━━ Reading text ━━

On Sun, Oct 08, 2017 at 04:11:59PM +0300, Timofey Titovets wrote:
> Byte distribution check in heuristic will filter edge data
> cases and some time fail to classificate input data
>
> Let's fix that by adding Shannon entropy calculation,
> that will cover classification of most other data types.
>
> As Shannon entropy need log2 with some precision to work,
> let's use ilog2(N) and for increase precision,
> by do ilog2(pow(N, 4))
>
> Shannon entropy slightly changed for avoiding signed numbers
> and divisions.
>
> Changes:
> v1 -> v2:
> - Replace log2_lshift4 wiht ilog2
> - To compensate accuracy errors of ilog2
> @ENTROPY_LVL_ACEPTABLE 70 -> 65
> @ENTROPY_LVL_HIGH 85 -> 80
> - Drop usage of u64 from shannon calculation
>
> Signed-off-by: Timofey Titovets <nefelim4ag@xxxxxxxxx>
> ---
> fs/btrfs/compression.c | 83 +++++++++++++++++++++++++++++++++++++++++++++++++-
> 1 file changed, 82 insertions(+), 1 deletion(-)

━━━

• [Written instruction 1] Which file does the patch message say is changed?
• [Written instruction 2] In the patch message, swap "Shannon entropy" for "information entropy" and write out the passage starting with "On Sun, Oct" and going on through "do ilog2(pow(N, 4))".
The material isn't needed for any of this.

━━ Records ━━

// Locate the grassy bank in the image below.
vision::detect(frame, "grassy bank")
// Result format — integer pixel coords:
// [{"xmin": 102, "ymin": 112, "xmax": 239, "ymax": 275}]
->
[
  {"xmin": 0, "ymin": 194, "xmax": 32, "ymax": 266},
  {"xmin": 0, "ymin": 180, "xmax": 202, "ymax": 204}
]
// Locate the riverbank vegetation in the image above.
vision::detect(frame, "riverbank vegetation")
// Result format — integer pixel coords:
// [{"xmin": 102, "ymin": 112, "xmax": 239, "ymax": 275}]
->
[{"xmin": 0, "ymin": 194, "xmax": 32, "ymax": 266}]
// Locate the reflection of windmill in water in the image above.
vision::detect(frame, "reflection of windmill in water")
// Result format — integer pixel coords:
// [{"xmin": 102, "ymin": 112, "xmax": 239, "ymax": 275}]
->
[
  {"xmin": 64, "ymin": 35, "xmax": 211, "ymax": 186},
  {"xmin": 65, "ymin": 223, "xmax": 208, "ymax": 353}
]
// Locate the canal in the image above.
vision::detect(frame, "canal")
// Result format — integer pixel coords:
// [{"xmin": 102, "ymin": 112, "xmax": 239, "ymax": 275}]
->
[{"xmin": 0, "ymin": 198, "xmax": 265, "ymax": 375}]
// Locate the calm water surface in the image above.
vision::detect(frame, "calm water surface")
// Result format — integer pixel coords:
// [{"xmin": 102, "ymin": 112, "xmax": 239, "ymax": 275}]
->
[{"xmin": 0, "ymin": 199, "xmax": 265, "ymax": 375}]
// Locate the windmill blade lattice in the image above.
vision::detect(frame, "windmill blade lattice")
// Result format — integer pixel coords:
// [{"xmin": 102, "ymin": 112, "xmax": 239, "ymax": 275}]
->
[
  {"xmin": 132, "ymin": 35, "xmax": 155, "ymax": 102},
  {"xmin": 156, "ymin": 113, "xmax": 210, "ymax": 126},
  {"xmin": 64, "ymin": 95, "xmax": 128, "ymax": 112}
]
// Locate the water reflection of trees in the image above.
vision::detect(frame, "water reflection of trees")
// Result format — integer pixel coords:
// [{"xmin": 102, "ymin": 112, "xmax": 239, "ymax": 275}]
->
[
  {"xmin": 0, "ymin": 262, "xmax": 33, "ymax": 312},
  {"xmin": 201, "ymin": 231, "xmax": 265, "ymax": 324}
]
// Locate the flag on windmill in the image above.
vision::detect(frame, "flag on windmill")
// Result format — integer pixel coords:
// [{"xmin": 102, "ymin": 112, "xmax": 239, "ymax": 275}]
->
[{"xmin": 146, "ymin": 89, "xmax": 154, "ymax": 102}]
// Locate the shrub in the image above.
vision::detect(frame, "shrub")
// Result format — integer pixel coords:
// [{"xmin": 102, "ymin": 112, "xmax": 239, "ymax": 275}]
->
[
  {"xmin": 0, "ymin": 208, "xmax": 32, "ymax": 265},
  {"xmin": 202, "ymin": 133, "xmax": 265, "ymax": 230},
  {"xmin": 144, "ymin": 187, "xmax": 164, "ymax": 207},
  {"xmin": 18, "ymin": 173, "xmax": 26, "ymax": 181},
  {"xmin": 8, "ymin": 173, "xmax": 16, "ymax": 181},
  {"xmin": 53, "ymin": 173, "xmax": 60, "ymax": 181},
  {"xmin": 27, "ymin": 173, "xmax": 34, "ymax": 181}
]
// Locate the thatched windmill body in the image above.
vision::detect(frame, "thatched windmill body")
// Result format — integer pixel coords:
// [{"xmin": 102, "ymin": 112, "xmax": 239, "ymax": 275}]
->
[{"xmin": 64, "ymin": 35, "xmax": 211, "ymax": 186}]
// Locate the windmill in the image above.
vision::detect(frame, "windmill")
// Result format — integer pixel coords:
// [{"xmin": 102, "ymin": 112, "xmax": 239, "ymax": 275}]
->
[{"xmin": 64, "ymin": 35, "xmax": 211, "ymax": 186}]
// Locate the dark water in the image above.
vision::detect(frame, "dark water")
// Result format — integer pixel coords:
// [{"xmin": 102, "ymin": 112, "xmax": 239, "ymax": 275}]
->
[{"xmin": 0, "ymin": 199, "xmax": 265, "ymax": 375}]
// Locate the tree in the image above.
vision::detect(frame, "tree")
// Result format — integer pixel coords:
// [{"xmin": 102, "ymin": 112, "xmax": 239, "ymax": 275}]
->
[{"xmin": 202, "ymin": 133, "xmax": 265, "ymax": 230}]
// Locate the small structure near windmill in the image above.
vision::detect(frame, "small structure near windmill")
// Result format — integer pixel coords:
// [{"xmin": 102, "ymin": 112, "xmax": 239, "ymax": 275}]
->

━━━

• [Solution 1] fs/btrfs/compression.c

• [Solution 2]
On Sun, Oct 08, 2017 at 04:11:59PM +0300, Timofey Titovets wrote:
> Byte distribution check in heuristic will filter edge data
> cases and some time fail to classificate input data
>
> Let's fix that by adding information entropy calculation,
> that will cover classification of most other data types.
>
> As information entropy need log2 with some precision to work,
> let's use ilog2(N) and for increase precision,
> by do ilog2(pow(N, 4))